**RAW DATA:**
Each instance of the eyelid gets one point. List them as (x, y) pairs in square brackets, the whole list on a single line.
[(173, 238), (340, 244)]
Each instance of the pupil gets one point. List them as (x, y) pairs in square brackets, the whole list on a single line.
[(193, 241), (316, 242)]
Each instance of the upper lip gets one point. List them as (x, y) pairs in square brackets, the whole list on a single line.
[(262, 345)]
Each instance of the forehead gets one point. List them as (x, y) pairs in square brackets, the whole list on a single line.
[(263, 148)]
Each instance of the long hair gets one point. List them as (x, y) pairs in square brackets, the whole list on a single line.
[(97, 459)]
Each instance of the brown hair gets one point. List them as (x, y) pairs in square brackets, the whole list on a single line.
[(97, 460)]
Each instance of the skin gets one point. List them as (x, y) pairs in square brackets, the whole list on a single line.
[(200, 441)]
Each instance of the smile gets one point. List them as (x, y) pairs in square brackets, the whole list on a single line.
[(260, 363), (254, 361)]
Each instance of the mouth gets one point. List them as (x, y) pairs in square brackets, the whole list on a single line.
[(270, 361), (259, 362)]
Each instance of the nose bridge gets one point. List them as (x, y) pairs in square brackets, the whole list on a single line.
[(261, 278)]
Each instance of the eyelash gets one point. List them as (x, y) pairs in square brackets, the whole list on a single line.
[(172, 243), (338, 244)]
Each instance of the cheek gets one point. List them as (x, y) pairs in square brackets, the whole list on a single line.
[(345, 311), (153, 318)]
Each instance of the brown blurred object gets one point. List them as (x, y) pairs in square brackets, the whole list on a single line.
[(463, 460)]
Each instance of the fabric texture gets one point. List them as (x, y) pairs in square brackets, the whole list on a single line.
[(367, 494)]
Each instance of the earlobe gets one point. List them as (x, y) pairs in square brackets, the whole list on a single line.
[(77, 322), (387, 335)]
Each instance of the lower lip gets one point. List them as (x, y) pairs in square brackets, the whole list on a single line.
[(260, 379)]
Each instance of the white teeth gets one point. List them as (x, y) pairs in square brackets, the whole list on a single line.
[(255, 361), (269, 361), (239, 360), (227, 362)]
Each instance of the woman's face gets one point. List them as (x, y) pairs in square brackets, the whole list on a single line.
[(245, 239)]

**BRIEF:** Go through the entries above and reproduce each one exactly.

**SOLUTION TO THIS TASK:**
Each instance of the eyelid gets one point. List them as (x, y) pairs in square brackets, the whole list on a single line.
[(173, 238), (340, 244)]
Each instance of the pupil gets one point. List them as (x, y) pairs in square brackets, the whole list on a single line.
[(193, 241), (316, 242)]
Each instance of the upper lip gets one point. List them as (x, y) pairs in square brackets, the whole list on a single line.
[(262, 345)]
Each instance of the forehead gets one point. List them as (x, y) pairs in square brackets, the whole list on a single line.
[(263, 148)]
Each instance of the long hair gets one point. List them as (x, y) pairs in square brackets, the whole list on a single line.
[(97, 459)]
Each instance of the brown hair gets one point. List them as (x, y) pairs in square brackets, the whole list on a single line.
[(97, 460)]
Each instance of the skin gets one point. List them as (x, y) pairs in square brackets, the whole list on a single line.
[(200, 441)]
Each instance of the smile gets one point. List them as (x, y) pairs in square brackets, the whole list on a single line.
[(260, 363), (254, 361)]
Each instance of the mouth gets one point. List them as (x, y) pairs in square brackets, the whole list on a single line.
[(270, 361), (259, 362)]
Each instance of the nose bridge gets one point. List them as (x, y) pairs in square brackets, the whole list on a single line.
[(261, 278)]
Each instance of the eyelash gets one point. List them as (x, y) pairs in square brackets, the whole list on a single line.
[(172, 243), (338, 244)]
Each instance of the cheek gets one point. List them as (x, y) pairs in square brackets, the whole list on a single line.
[(345, 311), (153, 318)]
Each instance of the brown blurred object gets one point. List them as (x, y) pairs in square brackets, the whole list on a single line.
[(463, 460)]
Each instance of the fabric texture gets one point. List them as (x, y) pairs in square brackets, the whole list on a single line.
[(367, 494)]
Each instance of the earlobe gets one point. List them as (x, y) pairs in square brackets, the whole list on a single line.
[(77, 322), (387, 335)]
Each instance of the lower lip gets one point. List them as (x, y) pairs in square brackets, the whole list on a single line.
[(260, 379)]
Each instance of the white teeth gets one point. List them as (x, y) pairs in square brackets, the whole list on a single line.
[(255, 361), (269, 361), (239, 360), (227, 362)]
Each instance of the woman's face gets one point. List them as (x, y) pairs in square brackets, the whole list on a single line.
[(245, 239)]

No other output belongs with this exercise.